Requirement. Exact copies are required of the lines from the line containing "Task: for every instance of the scattered" through the final line of the listing, both included, and of no other lines.

Object point labels:
────────────────
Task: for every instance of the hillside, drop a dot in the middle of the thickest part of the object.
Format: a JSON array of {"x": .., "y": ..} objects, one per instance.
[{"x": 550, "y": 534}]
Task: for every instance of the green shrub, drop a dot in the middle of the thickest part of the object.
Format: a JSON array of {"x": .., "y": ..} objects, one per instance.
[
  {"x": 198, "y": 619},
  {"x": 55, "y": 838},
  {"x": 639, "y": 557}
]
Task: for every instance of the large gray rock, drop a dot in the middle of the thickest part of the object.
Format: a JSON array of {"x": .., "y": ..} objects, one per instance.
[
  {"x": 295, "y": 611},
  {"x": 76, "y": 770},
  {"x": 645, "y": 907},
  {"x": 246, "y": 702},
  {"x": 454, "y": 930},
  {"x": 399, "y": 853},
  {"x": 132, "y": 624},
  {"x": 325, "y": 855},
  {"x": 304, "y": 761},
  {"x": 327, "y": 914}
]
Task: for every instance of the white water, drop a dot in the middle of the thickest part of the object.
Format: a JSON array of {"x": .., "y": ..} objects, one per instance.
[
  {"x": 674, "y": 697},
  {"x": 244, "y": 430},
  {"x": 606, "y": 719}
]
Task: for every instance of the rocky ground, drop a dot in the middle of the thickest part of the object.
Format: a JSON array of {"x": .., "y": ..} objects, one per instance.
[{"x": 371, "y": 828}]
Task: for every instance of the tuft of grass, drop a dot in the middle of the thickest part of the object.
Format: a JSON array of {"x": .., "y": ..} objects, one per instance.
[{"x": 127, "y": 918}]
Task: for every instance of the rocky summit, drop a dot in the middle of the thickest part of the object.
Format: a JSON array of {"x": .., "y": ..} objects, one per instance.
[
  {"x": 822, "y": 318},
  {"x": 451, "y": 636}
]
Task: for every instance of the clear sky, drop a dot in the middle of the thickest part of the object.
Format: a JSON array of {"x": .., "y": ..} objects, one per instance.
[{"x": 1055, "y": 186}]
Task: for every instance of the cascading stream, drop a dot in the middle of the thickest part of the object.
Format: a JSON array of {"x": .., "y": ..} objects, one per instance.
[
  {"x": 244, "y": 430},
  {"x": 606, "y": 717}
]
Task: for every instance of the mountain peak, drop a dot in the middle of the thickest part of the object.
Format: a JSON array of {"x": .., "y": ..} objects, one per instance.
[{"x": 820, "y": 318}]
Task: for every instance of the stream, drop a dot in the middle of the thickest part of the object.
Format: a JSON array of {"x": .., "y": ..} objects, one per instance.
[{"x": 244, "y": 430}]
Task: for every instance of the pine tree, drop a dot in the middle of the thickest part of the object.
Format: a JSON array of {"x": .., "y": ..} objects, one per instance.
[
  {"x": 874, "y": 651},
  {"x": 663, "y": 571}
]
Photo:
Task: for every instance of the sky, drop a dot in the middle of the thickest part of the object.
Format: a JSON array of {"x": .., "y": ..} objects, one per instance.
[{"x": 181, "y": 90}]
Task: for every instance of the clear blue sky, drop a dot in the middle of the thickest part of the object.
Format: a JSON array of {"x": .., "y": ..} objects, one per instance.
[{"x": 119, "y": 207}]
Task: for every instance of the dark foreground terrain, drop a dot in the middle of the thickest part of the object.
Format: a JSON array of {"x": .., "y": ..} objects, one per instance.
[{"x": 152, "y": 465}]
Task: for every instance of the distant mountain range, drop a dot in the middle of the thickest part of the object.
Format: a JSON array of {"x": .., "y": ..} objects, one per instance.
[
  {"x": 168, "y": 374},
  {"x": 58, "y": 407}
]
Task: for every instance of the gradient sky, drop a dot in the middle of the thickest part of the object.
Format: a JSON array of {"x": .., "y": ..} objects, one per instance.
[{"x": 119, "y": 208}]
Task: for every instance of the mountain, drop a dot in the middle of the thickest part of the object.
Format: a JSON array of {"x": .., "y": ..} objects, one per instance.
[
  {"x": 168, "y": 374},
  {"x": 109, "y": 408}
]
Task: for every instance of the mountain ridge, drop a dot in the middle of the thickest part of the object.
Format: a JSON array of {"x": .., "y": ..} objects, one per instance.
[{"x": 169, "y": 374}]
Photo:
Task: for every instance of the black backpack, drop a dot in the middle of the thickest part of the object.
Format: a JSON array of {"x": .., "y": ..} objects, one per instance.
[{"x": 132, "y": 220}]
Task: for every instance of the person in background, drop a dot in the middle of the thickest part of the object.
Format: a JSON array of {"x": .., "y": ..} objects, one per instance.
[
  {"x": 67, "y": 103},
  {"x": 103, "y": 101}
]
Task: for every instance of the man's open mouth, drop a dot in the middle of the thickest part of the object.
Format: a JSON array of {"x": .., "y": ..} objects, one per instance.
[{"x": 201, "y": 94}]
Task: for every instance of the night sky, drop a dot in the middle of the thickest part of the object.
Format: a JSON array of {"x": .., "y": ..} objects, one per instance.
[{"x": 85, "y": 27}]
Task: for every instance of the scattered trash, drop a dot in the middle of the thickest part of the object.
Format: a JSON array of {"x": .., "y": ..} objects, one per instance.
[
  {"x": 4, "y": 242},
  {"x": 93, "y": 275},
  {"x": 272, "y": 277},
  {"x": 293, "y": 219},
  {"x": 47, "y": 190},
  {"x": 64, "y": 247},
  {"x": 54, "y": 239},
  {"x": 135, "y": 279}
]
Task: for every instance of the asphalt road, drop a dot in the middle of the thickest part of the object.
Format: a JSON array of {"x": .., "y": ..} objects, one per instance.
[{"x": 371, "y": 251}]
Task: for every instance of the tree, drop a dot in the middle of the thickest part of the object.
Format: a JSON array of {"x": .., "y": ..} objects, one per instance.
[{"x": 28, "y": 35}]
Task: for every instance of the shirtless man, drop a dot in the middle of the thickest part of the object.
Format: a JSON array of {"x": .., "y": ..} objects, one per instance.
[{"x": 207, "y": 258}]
────────────────
Output.
Task: for every instance of the scattered trash, drop a dot in the middle of the thickest part of the object.
Format: a JSON array of {"x": .., "y": ..} objects, one per instance.
[
  {"x": 4, "y": 242},
  {"x": 93, "y": 275},
  {"x": 272, "y": 277},
  {"x": 293, "y": 219},
  {"x": 47, "y": 190},
  {"x": 64, "y": 247},
  {"x": 54, "y": 239},
  {"x": 135, "y": 279}
]
Task: for every instance of the asphalt road, drop a dot in the middle of the thickest part of the object.
Format: a JSON array of {"x": .., "y": ..} objects, one per instance.
[{"x": 371, "y": 251}]
Task: for every instance of the tree, drop a dot in the middle of the thickest part of the object.
Format: a JSON array of {"x": .., "y": ..} objects, one per instance.
[{"x": 28, "y": 35}]
Task: for every instance of the shirtless man, drop a dot in the middle of the thickest part of the object.
Format: a JSON array of {"x": .., "y": ..} objects, one per instance.
[{"x": 207, "y": 258}]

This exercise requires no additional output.